THE EXERCISE:
State how many lines in the records below contain the word "vehicle", giving only the number.

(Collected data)
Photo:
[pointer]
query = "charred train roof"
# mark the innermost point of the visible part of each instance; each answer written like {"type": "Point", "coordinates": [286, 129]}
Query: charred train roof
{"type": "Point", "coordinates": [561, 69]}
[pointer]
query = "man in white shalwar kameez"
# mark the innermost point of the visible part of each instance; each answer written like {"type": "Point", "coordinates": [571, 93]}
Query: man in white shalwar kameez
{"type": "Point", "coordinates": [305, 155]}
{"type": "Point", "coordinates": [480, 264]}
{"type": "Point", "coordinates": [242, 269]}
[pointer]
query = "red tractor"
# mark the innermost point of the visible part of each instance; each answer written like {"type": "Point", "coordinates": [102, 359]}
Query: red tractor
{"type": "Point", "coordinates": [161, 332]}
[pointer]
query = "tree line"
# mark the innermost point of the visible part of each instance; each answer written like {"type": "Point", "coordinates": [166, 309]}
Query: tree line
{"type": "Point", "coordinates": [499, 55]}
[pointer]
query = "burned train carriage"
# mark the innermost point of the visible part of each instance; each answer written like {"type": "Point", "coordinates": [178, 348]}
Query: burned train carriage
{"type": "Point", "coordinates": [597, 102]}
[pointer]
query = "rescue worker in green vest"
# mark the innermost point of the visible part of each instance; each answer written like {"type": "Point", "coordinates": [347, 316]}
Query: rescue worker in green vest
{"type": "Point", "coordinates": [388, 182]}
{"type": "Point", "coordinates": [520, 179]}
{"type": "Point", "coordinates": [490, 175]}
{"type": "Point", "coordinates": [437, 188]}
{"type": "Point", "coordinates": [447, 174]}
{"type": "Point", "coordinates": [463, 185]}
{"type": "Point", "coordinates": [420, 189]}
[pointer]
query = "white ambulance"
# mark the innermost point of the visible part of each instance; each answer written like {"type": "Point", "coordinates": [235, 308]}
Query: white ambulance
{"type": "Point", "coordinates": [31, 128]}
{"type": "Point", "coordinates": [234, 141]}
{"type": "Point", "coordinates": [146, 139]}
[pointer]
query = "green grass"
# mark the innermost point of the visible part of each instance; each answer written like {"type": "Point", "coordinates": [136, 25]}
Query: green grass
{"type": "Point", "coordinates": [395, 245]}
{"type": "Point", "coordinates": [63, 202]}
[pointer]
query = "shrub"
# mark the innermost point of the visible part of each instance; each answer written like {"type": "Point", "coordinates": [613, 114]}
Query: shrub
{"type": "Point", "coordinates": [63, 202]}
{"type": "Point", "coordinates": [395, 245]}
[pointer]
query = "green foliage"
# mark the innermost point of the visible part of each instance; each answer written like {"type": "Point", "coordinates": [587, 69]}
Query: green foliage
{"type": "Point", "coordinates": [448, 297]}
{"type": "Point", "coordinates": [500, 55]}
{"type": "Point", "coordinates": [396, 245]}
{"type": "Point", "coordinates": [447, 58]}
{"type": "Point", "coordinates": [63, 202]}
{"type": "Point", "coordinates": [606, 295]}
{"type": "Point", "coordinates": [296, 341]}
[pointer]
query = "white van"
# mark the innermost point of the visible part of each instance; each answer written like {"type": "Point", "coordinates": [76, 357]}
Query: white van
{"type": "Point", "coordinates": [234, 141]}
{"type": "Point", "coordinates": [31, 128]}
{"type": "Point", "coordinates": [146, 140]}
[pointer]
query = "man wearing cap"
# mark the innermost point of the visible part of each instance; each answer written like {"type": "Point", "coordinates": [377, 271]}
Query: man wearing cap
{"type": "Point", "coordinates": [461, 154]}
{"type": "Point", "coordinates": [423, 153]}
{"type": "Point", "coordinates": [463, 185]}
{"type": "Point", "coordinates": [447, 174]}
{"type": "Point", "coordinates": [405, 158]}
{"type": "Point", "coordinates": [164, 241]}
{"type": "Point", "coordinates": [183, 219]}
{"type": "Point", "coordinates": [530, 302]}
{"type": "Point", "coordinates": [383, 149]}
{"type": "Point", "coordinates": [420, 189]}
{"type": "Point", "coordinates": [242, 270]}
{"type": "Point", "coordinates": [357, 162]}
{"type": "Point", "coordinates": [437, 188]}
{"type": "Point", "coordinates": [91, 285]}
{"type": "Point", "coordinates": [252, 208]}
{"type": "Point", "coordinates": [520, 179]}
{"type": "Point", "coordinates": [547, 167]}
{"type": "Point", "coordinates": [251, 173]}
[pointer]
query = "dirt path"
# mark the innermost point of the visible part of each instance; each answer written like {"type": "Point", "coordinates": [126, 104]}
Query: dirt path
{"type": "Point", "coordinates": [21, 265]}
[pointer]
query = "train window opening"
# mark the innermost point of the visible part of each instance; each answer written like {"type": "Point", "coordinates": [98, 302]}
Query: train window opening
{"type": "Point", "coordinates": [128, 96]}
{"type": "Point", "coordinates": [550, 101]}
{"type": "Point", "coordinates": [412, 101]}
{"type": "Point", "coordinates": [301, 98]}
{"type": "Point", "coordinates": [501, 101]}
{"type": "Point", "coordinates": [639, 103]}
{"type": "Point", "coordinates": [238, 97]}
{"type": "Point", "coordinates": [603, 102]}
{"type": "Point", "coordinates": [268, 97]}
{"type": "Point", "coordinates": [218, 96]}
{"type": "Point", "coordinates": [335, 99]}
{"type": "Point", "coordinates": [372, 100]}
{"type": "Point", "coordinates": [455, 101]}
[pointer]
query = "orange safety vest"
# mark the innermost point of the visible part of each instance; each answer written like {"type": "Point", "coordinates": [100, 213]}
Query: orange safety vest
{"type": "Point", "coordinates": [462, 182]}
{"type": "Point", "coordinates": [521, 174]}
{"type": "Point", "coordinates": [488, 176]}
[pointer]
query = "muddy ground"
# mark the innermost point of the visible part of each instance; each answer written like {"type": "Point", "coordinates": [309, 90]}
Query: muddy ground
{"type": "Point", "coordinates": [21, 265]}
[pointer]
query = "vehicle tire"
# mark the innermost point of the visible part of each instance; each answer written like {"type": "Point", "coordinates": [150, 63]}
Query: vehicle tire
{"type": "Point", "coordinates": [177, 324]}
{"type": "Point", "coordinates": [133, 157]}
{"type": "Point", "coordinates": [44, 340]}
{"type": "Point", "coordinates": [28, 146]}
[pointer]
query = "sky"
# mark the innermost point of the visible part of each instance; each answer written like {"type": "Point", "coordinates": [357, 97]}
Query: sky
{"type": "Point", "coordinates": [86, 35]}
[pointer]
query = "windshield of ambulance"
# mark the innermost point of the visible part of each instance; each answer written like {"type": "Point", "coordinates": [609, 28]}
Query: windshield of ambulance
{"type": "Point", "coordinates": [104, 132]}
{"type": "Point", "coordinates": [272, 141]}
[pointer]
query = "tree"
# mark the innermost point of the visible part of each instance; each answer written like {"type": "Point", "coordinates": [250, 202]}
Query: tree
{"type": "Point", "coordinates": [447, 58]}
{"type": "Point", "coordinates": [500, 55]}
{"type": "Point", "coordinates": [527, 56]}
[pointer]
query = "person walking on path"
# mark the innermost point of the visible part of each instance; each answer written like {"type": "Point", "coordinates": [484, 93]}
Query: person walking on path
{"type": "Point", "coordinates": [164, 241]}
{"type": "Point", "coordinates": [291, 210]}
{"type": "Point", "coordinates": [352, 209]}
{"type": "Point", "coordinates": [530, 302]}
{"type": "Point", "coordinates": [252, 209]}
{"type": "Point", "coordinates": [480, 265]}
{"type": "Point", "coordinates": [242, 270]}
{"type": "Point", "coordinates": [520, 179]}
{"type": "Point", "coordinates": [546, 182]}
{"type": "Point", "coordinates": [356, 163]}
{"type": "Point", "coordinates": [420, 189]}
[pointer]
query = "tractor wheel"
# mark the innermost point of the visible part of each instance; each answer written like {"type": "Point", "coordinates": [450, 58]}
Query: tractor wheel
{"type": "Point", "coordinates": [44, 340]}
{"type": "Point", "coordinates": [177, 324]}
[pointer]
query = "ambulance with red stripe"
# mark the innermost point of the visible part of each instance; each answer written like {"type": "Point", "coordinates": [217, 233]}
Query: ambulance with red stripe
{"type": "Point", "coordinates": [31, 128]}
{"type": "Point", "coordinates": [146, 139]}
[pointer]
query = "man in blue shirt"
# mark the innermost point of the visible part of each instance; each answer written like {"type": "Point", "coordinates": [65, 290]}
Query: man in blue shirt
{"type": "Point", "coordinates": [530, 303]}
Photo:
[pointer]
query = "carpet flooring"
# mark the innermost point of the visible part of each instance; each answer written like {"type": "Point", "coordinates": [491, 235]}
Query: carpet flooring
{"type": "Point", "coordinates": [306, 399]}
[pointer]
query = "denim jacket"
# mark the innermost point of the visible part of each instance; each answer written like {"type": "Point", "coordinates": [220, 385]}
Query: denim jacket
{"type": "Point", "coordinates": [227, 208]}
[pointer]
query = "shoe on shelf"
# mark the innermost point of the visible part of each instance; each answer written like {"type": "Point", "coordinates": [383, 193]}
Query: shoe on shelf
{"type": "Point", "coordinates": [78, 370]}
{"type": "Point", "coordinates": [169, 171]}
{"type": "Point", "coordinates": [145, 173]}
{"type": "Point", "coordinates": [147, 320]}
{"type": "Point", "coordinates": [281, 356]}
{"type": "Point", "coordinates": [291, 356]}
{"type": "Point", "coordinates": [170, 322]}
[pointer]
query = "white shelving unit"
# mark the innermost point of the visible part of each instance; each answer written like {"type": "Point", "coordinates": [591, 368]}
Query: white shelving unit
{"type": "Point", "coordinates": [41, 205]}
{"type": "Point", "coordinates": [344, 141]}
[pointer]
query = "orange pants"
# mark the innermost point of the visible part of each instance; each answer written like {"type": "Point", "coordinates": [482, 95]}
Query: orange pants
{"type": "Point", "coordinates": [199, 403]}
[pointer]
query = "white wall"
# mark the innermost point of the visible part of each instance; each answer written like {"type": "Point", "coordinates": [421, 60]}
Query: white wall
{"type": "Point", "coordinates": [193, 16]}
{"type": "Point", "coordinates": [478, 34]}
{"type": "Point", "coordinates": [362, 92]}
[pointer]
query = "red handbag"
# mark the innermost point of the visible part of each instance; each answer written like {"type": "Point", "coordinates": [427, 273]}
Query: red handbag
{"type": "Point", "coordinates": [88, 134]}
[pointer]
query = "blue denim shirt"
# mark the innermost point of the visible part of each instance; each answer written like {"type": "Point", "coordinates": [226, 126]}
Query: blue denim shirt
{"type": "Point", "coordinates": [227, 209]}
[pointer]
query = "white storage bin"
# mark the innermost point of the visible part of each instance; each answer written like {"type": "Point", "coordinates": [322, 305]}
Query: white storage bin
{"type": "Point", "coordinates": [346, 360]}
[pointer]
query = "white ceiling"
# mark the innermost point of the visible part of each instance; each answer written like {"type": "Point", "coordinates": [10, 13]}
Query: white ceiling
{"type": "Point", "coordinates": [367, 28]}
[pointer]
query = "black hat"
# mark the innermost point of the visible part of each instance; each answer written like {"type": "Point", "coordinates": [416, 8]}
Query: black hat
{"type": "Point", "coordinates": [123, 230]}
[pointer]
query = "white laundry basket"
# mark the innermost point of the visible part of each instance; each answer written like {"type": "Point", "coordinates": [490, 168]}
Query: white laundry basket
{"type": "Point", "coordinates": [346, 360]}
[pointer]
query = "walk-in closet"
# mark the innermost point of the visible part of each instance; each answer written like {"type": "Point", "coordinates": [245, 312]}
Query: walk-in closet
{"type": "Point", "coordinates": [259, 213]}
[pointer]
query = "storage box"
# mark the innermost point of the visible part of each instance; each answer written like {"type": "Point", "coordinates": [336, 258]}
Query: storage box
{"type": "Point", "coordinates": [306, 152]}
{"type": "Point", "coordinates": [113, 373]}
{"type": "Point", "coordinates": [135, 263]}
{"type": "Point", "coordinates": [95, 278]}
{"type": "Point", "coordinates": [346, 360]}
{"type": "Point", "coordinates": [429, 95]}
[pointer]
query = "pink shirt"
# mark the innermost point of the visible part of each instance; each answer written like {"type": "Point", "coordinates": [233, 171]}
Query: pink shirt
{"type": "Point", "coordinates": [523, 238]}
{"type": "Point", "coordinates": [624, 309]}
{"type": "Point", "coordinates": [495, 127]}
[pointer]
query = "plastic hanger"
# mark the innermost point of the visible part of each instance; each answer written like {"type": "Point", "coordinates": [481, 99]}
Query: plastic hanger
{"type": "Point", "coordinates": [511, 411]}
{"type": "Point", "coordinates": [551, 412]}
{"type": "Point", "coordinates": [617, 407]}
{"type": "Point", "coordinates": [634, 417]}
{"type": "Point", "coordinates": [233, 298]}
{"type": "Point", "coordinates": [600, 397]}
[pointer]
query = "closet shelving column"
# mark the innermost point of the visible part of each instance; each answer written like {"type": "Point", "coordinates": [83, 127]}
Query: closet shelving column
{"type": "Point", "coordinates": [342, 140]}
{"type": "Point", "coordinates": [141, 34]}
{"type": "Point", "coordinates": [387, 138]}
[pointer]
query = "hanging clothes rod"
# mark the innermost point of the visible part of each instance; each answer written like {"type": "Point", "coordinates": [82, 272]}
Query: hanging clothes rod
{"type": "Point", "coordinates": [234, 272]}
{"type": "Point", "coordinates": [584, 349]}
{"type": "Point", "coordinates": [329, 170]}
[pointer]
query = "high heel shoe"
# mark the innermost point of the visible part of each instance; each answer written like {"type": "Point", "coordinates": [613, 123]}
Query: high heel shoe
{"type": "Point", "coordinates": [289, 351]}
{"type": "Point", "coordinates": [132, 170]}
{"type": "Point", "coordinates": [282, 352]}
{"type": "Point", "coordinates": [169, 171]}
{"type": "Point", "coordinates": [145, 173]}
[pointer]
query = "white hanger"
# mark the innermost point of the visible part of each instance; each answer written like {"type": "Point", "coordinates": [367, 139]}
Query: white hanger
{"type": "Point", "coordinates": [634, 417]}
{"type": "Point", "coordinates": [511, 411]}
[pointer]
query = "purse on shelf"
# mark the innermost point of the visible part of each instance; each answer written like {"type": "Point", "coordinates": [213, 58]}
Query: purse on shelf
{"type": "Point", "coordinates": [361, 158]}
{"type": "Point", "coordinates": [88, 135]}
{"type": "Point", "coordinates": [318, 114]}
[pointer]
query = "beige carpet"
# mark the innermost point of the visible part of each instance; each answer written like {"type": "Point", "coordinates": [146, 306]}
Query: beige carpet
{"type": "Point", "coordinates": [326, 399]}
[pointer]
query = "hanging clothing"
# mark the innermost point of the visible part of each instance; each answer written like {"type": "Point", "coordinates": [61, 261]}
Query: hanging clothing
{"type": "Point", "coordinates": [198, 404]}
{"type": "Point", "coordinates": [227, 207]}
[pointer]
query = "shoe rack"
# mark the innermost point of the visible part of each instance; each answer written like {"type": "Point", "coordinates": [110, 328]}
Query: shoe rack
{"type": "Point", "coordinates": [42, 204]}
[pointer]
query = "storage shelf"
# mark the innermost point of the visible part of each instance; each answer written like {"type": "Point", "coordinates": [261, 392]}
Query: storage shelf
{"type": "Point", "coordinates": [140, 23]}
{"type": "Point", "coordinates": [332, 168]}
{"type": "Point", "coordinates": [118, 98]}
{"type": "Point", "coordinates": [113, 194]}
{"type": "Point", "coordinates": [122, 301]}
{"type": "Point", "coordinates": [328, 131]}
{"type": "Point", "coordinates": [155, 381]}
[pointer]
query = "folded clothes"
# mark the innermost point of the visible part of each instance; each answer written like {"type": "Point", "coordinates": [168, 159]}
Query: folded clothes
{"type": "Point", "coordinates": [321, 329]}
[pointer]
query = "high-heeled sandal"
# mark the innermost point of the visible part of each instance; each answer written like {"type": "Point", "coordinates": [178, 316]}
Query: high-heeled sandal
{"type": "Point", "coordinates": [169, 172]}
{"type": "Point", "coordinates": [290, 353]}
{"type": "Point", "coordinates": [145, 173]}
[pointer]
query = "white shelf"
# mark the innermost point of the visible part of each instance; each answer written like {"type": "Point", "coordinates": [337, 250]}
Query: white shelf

CORRECT RESULT:
2